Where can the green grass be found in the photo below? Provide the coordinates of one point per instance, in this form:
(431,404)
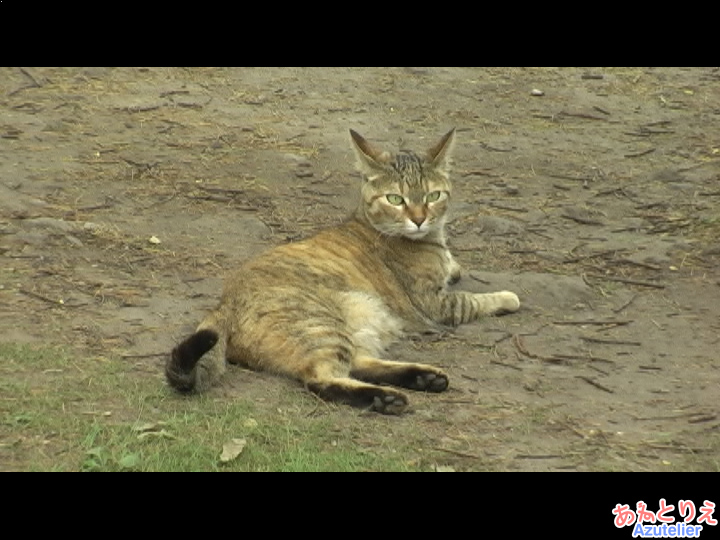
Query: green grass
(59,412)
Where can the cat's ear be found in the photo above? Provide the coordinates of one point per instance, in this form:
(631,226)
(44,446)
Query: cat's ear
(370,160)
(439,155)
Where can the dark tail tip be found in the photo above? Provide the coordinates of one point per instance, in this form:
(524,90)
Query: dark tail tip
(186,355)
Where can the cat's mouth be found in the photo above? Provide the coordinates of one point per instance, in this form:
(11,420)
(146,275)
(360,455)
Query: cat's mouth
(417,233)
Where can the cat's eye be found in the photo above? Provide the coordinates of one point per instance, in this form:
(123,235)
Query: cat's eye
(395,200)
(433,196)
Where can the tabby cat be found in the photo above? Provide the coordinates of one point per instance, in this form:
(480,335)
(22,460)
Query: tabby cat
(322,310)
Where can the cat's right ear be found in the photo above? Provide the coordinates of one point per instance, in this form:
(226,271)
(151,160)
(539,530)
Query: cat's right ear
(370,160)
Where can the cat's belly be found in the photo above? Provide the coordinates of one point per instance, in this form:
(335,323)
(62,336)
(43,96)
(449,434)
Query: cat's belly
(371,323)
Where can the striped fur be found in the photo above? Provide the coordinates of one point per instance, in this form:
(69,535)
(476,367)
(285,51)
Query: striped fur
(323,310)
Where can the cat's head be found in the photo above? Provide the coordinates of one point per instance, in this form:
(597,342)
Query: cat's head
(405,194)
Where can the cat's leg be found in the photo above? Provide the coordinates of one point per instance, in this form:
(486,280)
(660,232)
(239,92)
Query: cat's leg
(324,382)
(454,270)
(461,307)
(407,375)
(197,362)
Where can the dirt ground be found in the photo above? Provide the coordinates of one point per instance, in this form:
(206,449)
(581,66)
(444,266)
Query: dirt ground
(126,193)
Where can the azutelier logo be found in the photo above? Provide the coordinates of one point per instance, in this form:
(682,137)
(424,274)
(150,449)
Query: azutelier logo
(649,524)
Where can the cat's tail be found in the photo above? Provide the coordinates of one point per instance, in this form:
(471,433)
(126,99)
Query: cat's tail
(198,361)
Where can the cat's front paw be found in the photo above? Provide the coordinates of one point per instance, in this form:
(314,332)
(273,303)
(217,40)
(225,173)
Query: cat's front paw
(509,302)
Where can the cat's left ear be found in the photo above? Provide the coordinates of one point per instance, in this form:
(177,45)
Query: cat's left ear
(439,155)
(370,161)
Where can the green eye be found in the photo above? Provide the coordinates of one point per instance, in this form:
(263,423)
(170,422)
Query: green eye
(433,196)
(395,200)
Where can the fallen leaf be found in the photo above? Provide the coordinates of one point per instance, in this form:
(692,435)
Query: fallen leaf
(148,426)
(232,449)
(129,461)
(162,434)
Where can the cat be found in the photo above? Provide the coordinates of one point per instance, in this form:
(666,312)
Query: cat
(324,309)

★ ★ ★ ★

TASK TO COMPLETE: Print the records above verbatim, pictures excluded.

RESULT OF THIS TASK:
Where can the green grass be found in the photo below? Provide the coordinates of one point per instance, in this form:
(431,404)
Query: green grass
(59,412)
Where can the cat's ear be found in the photo above? Provide the coordinates of one point per instance, in this form:
(631,226)
(44,446)
Query: cat's ear
(370,160)
(439,155)
Where can the dark tail tip be found in the photo above? Provide the coordinates of one point per instance, in this form:
(524,90)
Query: dark tail tip
(186,355)
Where can the cat's mouth be found in the photo above? Provide the coordinates of one point per instance, in this form:
(11,420)
(146,275)
(360,455)
Query: cat's mouth
(417,233)
Where can the cat's eye be found in the photo above? Provide the coordinates of one point per instance, in this form:
(123,235)
Query: cat's eye
(395,200)
(433,196)
Where can the tabby cat be found in the photo above? Provide the coordinates of one point per instance, in this form:
(480,335)
(22,460)
Query: tabby cat
(322,310)
Where can the cat's right ear be found in the photo above? Provide the coordinates of one point per instance, in this form:
(226,271)
(151,160)
(539,530)
Query: cat's right ear
(370,160)
Where can the cat's belly be found in the photo above? Provide the coordinates of one point per instance, in this form:
(335,323)
(62,336)
(43,96)
(449,434)
Query: cat's belly
(371,323)
Where can the striped fur be found in the photo above? Provide the coordinates of one point per instance, in this form:
(69,535)
(476,367)
(285,51)
Query: striped fur
(323,310)
Where can the cat's head be found in the photo above? Provide the coordinates of one point per instance, in this form:
(597,342)
Query: cat's head
(405,194)
Where can the cat's leg be found in the photo above? Provide the coordinates of one point per instance, in this form:
(486,280)
(660,232)
(239,92)
Query: cat's leg
(324,382)
(454,270)
(461,307)
(407,375)
(197,362)
Where can the dirt ground be found in the photo above? Provide the coordinates of one point per instance, in this form:
(206,449)
(581,66)
(444,266)
Query: dirt ground
(126,193)
Where can the azutelier logo be found in the photo above? Provide the coordinates of one point per instance, in this form:
(682,137)
(424,274)
(150,449)
Query: azutelier logo
(649,524)
Where can the cat's tail be found in the photo above? Provide the coordinates of one point per instance, in this form:
(471,433)
(126,99)
Query: cat's tail
(198,361)
Where can the cat's front paw be found in the photo above? Provide the coordinates of one point per instance, in this form:
(314,332)
(273,303)
(217,40)
(225,173)
Query: cat's front paw
(509,302)
Where can the cat's left ear be found in the photo above? Provide the coordinates of one point per instance, in this form:
(177,45)
Query: cat's left ear
(439,155)
(370,161)
Where can the green eye be found in the photo above? Provide the coordinates of one point per instance, in this form:
(263,423)
(170,422)
Query: green eye
(433,196)
(395,200)
Where can the fallen leaf be found in the photo above? Provide the coordinates of one point per instance, in this form:
(692,435)
Query: fallen leaf
(148,426)
(232,449)
(129,461)
(162,434)
Where can the cat be found in the photo above? Provide the coordinates of one point per instance, in this form:
(666,312)
Query: cat
(324,309)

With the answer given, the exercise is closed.